(Beginning of INFORMATION PROVIDED)

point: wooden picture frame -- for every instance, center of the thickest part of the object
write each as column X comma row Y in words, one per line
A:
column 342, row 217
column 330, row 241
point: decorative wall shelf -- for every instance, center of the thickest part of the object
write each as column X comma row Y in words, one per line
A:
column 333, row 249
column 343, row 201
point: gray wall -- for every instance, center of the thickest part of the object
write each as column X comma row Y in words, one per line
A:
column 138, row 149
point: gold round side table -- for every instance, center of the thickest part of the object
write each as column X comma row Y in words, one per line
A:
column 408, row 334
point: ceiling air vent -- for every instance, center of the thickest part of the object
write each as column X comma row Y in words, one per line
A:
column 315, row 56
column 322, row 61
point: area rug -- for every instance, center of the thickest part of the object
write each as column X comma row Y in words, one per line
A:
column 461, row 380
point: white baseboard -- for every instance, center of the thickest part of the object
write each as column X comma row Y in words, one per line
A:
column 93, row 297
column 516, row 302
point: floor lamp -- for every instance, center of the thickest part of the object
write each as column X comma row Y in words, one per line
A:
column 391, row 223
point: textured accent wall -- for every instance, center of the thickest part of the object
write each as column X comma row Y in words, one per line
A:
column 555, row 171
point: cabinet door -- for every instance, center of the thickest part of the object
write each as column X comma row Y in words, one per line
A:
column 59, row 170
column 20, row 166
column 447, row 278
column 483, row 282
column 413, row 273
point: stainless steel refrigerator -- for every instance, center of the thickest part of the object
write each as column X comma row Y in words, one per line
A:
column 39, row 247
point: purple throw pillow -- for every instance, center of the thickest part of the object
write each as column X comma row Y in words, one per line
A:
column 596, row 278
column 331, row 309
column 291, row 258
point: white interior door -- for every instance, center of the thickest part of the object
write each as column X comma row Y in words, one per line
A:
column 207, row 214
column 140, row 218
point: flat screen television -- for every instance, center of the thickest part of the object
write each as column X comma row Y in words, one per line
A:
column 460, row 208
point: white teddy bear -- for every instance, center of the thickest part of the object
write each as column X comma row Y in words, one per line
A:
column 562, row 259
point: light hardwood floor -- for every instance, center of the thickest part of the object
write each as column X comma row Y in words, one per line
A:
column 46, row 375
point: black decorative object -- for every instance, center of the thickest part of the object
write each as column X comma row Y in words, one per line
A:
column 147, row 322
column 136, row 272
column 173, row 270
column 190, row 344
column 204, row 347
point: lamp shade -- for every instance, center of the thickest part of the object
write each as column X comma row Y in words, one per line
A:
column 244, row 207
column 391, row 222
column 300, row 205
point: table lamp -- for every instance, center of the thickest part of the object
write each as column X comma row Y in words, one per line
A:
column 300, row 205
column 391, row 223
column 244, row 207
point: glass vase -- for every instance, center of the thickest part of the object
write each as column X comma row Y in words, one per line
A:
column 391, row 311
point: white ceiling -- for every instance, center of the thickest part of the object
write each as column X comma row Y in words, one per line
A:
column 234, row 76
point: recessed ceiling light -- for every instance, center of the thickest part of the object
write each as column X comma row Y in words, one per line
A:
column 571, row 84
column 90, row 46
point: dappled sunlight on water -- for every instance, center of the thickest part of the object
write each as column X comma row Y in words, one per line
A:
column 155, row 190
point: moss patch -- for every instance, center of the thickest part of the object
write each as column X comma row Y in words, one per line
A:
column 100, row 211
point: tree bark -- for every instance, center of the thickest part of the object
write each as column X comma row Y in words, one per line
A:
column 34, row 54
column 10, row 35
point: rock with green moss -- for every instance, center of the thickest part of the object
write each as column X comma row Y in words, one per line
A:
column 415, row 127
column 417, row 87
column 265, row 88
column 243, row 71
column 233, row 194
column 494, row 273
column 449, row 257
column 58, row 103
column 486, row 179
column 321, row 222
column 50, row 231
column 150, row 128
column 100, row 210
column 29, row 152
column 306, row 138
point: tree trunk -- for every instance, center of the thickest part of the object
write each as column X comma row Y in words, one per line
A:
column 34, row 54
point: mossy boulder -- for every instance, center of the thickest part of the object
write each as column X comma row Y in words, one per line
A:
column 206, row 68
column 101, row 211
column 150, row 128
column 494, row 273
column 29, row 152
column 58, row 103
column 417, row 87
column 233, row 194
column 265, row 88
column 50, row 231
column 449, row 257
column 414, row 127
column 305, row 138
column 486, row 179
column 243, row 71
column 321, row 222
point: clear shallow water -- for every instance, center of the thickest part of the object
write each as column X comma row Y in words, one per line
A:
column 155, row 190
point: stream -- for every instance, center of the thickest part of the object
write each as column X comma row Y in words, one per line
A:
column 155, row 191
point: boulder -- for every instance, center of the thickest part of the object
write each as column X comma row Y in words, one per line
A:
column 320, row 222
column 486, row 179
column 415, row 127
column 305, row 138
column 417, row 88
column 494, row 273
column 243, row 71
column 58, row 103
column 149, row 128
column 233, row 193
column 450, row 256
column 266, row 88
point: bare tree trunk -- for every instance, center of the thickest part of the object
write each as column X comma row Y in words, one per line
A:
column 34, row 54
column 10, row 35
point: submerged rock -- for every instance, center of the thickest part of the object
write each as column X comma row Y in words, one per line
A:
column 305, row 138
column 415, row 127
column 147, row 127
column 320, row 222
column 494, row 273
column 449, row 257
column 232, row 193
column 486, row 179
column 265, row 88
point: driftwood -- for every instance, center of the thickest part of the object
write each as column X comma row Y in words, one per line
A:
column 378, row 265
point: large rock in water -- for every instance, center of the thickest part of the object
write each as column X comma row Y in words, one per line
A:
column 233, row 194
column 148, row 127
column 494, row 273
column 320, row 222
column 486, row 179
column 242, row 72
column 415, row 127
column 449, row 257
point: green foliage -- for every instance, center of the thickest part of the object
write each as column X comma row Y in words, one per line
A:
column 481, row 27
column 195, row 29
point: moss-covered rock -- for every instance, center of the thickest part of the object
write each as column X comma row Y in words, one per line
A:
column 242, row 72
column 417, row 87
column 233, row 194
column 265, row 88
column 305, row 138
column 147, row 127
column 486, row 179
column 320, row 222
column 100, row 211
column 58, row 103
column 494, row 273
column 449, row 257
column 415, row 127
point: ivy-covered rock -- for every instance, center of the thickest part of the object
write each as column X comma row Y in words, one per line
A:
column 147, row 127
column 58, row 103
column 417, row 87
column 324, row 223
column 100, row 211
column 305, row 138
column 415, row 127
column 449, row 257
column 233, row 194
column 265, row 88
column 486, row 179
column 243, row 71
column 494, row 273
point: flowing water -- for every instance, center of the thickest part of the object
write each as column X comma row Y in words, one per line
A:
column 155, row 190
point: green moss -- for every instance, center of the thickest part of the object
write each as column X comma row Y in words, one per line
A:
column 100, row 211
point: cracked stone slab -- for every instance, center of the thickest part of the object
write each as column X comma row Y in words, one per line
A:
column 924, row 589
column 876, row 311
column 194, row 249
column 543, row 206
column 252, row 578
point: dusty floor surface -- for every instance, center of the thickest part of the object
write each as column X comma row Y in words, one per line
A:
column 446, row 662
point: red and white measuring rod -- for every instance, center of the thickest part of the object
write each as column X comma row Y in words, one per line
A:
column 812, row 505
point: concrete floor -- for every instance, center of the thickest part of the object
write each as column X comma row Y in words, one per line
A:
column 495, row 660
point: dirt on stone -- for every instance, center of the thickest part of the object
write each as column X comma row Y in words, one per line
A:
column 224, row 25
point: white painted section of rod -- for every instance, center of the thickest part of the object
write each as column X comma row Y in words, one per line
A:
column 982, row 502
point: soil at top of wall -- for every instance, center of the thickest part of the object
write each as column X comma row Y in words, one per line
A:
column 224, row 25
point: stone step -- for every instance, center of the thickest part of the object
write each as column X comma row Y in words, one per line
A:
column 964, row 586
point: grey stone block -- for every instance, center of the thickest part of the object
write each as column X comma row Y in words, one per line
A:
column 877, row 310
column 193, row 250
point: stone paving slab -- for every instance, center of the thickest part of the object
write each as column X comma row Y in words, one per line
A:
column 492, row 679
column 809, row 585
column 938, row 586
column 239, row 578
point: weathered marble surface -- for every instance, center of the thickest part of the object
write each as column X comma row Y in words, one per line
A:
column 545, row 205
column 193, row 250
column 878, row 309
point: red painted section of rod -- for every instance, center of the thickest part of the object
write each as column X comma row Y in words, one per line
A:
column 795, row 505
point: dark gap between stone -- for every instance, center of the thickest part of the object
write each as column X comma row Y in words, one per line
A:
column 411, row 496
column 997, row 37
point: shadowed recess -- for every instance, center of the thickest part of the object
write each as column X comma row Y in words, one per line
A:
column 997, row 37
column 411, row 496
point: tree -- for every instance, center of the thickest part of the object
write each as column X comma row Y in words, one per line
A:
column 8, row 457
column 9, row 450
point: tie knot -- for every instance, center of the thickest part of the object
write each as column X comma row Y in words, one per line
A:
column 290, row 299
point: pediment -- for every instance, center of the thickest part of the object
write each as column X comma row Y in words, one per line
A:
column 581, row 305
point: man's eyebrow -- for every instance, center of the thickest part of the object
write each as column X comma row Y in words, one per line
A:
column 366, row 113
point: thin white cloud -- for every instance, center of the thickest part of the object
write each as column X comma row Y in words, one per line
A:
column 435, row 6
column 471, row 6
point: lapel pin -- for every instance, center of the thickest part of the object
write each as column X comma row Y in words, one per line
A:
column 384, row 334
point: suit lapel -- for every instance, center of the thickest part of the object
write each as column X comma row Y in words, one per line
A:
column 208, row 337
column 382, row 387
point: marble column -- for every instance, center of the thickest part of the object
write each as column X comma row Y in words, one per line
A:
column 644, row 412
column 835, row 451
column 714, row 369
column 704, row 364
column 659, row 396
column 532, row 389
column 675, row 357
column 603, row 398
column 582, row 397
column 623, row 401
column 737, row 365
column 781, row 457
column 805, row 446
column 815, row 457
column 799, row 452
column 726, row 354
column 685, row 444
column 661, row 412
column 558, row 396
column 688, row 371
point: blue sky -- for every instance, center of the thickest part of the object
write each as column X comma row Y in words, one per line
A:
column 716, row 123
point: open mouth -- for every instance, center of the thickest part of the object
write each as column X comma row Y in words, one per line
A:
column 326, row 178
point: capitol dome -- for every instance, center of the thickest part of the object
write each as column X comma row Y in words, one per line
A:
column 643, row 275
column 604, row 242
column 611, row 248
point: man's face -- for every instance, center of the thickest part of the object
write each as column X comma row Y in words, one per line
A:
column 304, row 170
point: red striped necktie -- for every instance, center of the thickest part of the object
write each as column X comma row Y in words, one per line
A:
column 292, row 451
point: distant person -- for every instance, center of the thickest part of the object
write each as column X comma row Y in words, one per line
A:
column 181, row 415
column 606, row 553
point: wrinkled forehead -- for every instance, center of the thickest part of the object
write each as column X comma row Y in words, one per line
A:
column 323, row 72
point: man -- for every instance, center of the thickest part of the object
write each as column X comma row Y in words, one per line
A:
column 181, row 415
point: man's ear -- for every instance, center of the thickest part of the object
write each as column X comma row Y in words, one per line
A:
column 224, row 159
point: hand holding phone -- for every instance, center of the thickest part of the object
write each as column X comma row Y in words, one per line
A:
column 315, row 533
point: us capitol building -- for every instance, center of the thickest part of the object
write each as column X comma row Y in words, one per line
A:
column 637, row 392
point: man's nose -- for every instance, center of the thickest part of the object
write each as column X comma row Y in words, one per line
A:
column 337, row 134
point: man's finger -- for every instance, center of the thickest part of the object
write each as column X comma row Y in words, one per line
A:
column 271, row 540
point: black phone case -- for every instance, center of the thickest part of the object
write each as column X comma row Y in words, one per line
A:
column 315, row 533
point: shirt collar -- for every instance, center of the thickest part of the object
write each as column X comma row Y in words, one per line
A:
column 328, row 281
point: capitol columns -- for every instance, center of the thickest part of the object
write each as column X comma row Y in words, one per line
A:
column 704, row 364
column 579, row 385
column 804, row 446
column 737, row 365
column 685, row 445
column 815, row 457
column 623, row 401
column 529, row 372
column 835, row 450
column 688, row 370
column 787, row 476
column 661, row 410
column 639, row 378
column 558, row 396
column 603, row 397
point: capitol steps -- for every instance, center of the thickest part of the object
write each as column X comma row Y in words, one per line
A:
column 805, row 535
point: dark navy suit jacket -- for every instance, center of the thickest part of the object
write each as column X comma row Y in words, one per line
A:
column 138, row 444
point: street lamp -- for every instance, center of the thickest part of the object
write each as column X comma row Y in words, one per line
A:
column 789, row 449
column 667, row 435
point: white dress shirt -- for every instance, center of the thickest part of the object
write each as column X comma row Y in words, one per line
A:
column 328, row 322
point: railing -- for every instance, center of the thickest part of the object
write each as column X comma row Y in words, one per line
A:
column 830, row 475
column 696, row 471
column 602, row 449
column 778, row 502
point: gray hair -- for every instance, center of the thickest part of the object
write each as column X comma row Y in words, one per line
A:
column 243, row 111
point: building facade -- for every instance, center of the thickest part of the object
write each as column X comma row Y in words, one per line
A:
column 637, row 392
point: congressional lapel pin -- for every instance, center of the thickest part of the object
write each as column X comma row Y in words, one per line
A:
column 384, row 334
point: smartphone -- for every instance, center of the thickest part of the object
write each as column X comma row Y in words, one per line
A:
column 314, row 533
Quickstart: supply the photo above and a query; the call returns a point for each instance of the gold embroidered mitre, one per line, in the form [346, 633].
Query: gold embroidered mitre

(End of INFORMATION PROVIDED)

> **WORK TO COMPLETE**
Search the data for the string "floor" and copy each line where it appears.

> **YOUR RESPONSE**
point: floor lamp -- for every instance, center of the thickest part of the object
point: light hardwood floor -- for every instance, center of the thickest part of the object
point: dusty floor surface -- for every instance, center of the thickest part of the object
point: concrete floor -- for every instance, center of the thickest part of the object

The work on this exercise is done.